*AUSGANGSTEXT*:
==*==

Ihm wurde viel erklärt, eine Erklärung bekam er jedoch nicht

Vier Tage lang wurde Janis Li untersucht, behandelt und biopsiert. «Ihm wurde unter Vollnarkose ein kleiner Schnitt in den Bauch gemacht. Festgestellt wurden bösartige Tumore in der Leber mit Ablegern in anderen Organen.» Diese wären gut behandel- und heilbar gewesen, versicherten dem besorgten Vater die Ärzte. Doch es kam anders. Am vierten Tag verlor Janis das Bewusstsein. Eine Herzmassage zur Wiederbelebung nutzte nichts, er starb.

Die Autopsie ergab, dass sein Bauch voller Blut war. «Mein Liebster ist nicht einfach nur an Krebs gestorben, sondern innerlich verblutet.» Das Ausmass der Tragik war für Donghua Li kaum auszuhalten. Er beschäftigte sich mit seinem Anwalt mit der Staatsanwaltschaft, die den Tod untersuchte, mit den medizinischen Berichten. «Mir wurde sehr viel erklärt, doch eine Erklärung bekam ich nicht.»

Hilfe und Kraft findet er in seinem Glauben

Hilfe und Kraft findet er in seinem christlich-buddhistischen Glauben. «In meinen Gebeten konnte ich Ruhe finden und neue Hoffnung schöpfen.» Eine Kraftquelle, die er mit seiner Tochter Jasmin (23) aus erster Ehe teilte. Sie schenkte ihrem Halbbruder noch den Schulthek mit einem kleinen Drachen, nur einen Tag vor seinem Tod, wäre Janis in die 1. Klasse gekommen.

==*==

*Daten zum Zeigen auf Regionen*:
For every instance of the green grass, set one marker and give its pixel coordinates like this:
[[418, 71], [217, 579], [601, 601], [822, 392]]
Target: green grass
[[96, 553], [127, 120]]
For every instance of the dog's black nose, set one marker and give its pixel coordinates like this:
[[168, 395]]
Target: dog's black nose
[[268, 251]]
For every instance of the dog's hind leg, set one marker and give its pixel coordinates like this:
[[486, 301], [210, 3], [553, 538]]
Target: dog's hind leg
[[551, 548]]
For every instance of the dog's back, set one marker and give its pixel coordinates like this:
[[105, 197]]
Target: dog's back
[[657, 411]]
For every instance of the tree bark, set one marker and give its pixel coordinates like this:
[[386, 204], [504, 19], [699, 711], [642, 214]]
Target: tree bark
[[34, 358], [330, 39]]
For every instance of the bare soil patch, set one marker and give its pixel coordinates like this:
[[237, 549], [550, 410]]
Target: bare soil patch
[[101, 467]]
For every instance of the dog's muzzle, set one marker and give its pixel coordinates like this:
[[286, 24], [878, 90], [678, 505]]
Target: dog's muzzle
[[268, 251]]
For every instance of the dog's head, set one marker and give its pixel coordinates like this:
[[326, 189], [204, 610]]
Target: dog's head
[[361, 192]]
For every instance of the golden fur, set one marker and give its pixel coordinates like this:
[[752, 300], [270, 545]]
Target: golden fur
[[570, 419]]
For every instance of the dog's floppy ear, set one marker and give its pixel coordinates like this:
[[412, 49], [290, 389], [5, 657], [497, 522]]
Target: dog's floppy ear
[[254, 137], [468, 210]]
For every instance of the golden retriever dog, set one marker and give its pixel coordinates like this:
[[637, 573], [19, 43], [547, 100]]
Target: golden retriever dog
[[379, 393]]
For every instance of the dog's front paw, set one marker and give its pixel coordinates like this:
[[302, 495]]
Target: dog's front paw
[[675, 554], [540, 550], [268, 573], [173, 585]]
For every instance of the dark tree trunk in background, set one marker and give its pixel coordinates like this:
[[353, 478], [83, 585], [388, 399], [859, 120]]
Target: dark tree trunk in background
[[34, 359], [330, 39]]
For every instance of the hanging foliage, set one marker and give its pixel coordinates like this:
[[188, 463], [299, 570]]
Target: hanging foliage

==*==

Führen Sie den Ausgangstext über den Tod von Janis Li im Anschluss an seinen letzten Satz weiter.

*ANTWORT ZUR AUFGABE*:
«Jasmin hat auch sehr gelitten. Sie konnte sich die letzten Monate in ihrem Studium nicht mehr konzentrieren. Auch sie leidet immer noch stark. Wir sitzen oft zusammen, schauen uns Fotos und Videos von uns dreien an. Es sind Momente, wo wir uns stark als Familie spüren.»

Donghua Li, der stets strahlende, extrovertierte Turner, ist ruhig geworden. «Ich mache mir sehr viele Gedanken. Merke, wie meine Wut und Trauer immer mehr von Dankbarkeit abgelöst werden. Dass ich sieben Jahre lang meinen Engel Janis an meiner Seite haben durfte, ist ein Geschenk.»

Janis sass auf seinem blauen Stuhl, schaute zum Fenster hinaus

Beim Nachsinnen traten ihm folgende zwei Begebenheiten vor die Augen, an die er vorher nicht gedacht hatte. «Janis liebte es, viele Spielsachen um sich zu haben. Doch etwa zwei Wochen vor seinem Tod hat er all seine Legos, die er so liebte, und anderes in den Keller getan. Ohne das zu erklären», so Li, der ergänzt: «Und ein paar Tage später ging ich an seinem Zimmer vorbei. Er sass auf seinem kleinen blauen Stuhl, sah aus dem Fenster heraus und war dabei ganz ruhig. Etwas, das Janis so nie machte.»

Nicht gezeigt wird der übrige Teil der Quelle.